# ABOUT THIS EXERCISE:
In the text on predictive models for at-risk students, begin at the words "SPPA, by default, selects" and stop after "were provided interventions.". Reproduce that span, swapping "interventions" for "support".

# EXTRACT:
In contrast, the results of the multi-class classification models (see Table 4) indicate that the LR multi-class classification model has the best predictive performance for the three continuous assessments.

SPPA, by default, selects the best predictive model based on accuracy first, followed by F-measure, recall and precision. Academics can override the default choice to choose any other predictive model if they wish when they perform the predictions. In this study, given the high performance of the predictive models, the academics opted to use the default selected models. We can observe that, as additional data became available (i.e. second and third assessments), the predictive models’ performance also increased. In this study, the academics considered students as “at-risk” if they were predicted as “likely to fail” in the binary models or “likely to fail” or “borderline” in the multi-class classification models and were provided interventions.

Saved entries:
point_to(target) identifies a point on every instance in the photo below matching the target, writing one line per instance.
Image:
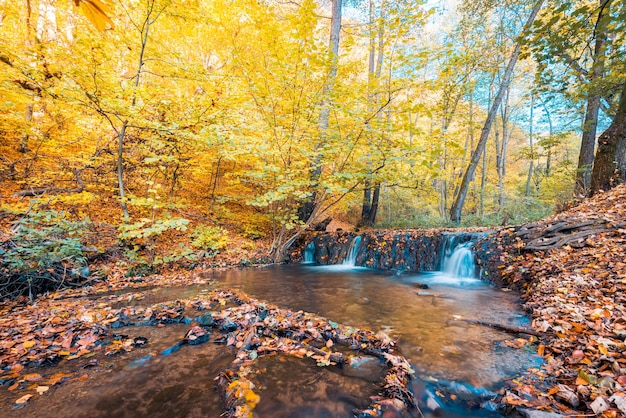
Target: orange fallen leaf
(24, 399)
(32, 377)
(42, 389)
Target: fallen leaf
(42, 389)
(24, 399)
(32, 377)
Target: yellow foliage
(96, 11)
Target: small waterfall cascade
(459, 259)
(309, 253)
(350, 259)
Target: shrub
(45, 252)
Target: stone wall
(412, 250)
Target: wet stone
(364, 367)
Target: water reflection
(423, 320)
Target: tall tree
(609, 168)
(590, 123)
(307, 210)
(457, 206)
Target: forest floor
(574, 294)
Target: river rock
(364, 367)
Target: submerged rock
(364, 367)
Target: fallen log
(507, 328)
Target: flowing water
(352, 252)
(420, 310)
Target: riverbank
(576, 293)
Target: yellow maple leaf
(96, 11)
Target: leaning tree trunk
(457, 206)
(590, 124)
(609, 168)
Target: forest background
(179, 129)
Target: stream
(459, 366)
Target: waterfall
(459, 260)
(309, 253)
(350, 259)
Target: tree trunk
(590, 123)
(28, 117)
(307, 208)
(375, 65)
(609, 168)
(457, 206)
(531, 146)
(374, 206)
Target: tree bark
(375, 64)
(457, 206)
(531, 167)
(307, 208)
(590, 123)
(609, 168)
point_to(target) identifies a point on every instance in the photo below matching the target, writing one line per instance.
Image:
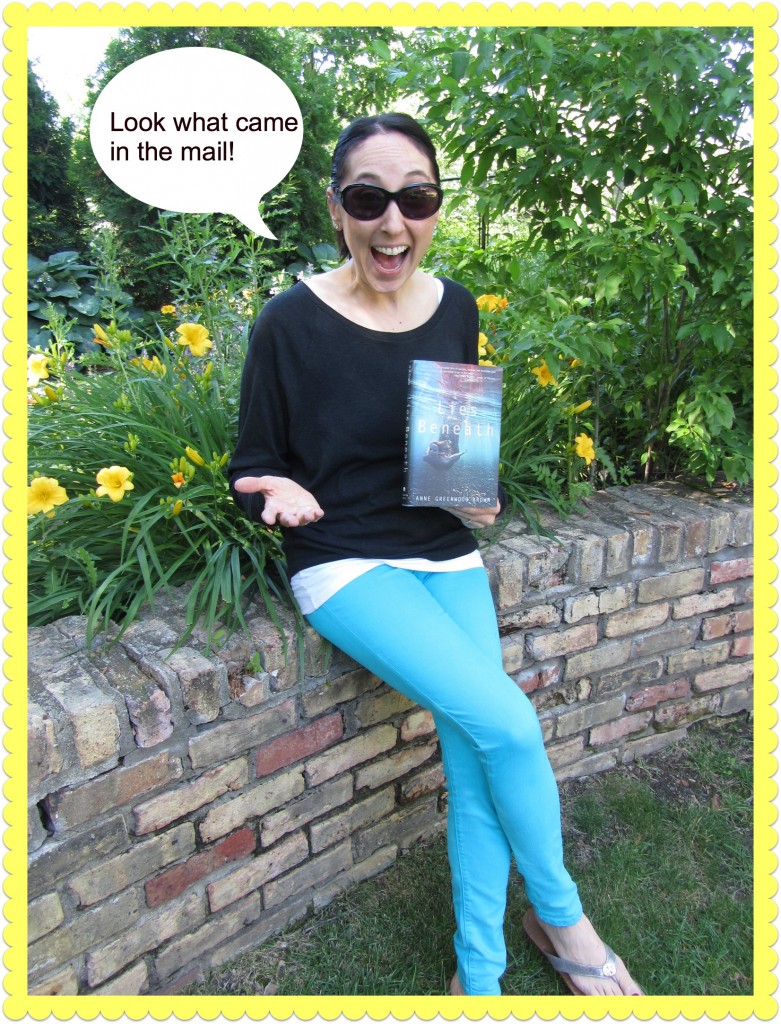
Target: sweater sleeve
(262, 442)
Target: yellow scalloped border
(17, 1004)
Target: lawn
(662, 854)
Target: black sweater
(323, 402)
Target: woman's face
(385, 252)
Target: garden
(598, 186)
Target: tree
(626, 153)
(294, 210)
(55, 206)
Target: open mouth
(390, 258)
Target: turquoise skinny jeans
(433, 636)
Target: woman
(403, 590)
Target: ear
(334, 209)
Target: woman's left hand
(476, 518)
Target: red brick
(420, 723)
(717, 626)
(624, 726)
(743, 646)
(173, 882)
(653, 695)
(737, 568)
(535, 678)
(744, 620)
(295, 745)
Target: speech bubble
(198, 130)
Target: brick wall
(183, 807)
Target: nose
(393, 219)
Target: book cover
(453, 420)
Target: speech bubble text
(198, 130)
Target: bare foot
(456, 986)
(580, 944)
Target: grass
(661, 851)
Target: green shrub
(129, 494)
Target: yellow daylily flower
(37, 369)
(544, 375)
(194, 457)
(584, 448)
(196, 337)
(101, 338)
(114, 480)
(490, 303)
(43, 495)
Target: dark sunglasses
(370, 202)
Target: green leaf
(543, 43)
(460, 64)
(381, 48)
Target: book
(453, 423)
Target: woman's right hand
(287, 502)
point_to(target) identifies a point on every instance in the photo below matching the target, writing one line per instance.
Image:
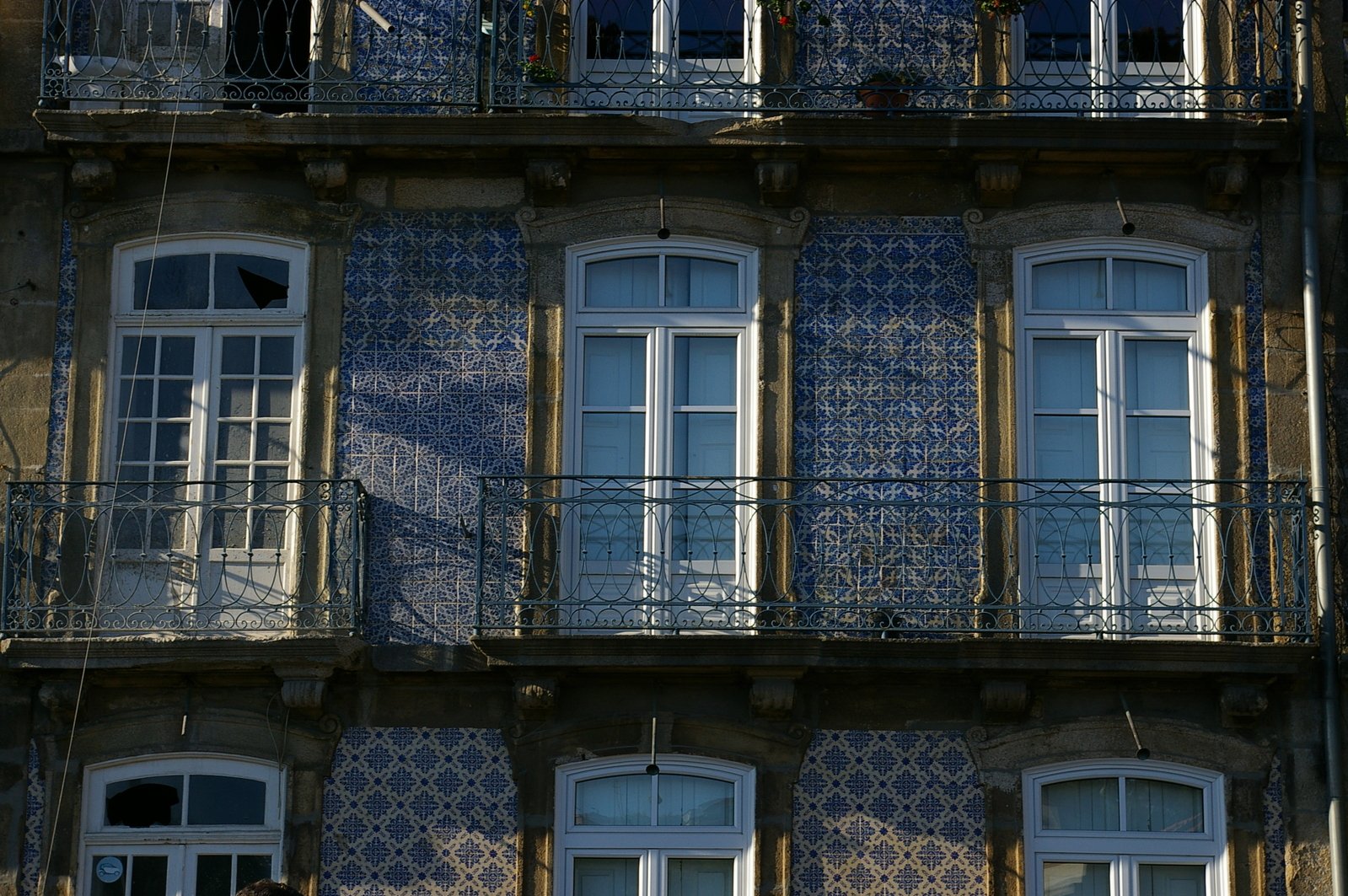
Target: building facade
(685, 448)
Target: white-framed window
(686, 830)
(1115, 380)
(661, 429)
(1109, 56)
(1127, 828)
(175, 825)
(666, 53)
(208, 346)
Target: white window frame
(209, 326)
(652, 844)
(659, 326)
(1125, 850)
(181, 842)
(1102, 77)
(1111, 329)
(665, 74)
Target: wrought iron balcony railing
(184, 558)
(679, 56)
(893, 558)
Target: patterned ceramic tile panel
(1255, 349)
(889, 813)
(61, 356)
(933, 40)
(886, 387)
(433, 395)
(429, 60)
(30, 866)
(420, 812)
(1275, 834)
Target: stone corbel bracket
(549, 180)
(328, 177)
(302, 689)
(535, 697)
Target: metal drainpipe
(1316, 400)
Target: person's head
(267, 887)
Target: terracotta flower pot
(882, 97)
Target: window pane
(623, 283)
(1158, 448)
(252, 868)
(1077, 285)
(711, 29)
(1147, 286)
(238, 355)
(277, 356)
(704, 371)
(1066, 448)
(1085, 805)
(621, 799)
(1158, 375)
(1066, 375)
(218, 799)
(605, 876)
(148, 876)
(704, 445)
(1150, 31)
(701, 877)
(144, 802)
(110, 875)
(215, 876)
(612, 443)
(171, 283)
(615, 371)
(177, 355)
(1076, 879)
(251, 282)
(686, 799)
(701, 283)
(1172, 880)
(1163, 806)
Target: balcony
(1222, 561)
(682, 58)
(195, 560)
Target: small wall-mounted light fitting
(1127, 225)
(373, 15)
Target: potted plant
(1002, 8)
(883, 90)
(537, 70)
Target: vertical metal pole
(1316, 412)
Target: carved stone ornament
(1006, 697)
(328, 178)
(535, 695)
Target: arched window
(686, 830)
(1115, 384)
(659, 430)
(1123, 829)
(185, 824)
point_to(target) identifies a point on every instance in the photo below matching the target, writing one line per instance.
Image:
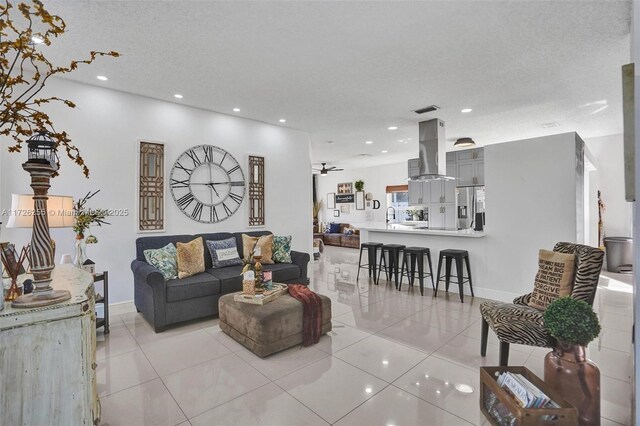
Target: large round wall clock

# RESPONSE:
SPPA, by default, selects the best predictive model based on accuracy first, followed by F-measure, recall and precision. Academics can override the default choice to choose any other predictive model if they wish when they perform the predictions. In this study, given the high performance of the predictive models, the academics opted to use the default selected models. We can observe that, as additional data became available (i.e. second and third assessments), the predictive models’ performance also increased. In this study, the academics considered students as “at-risk” if they were predicted as “likely to fail” in the binary models or “likely to fail” or “borderline” in the multi-class classification models and were provided support.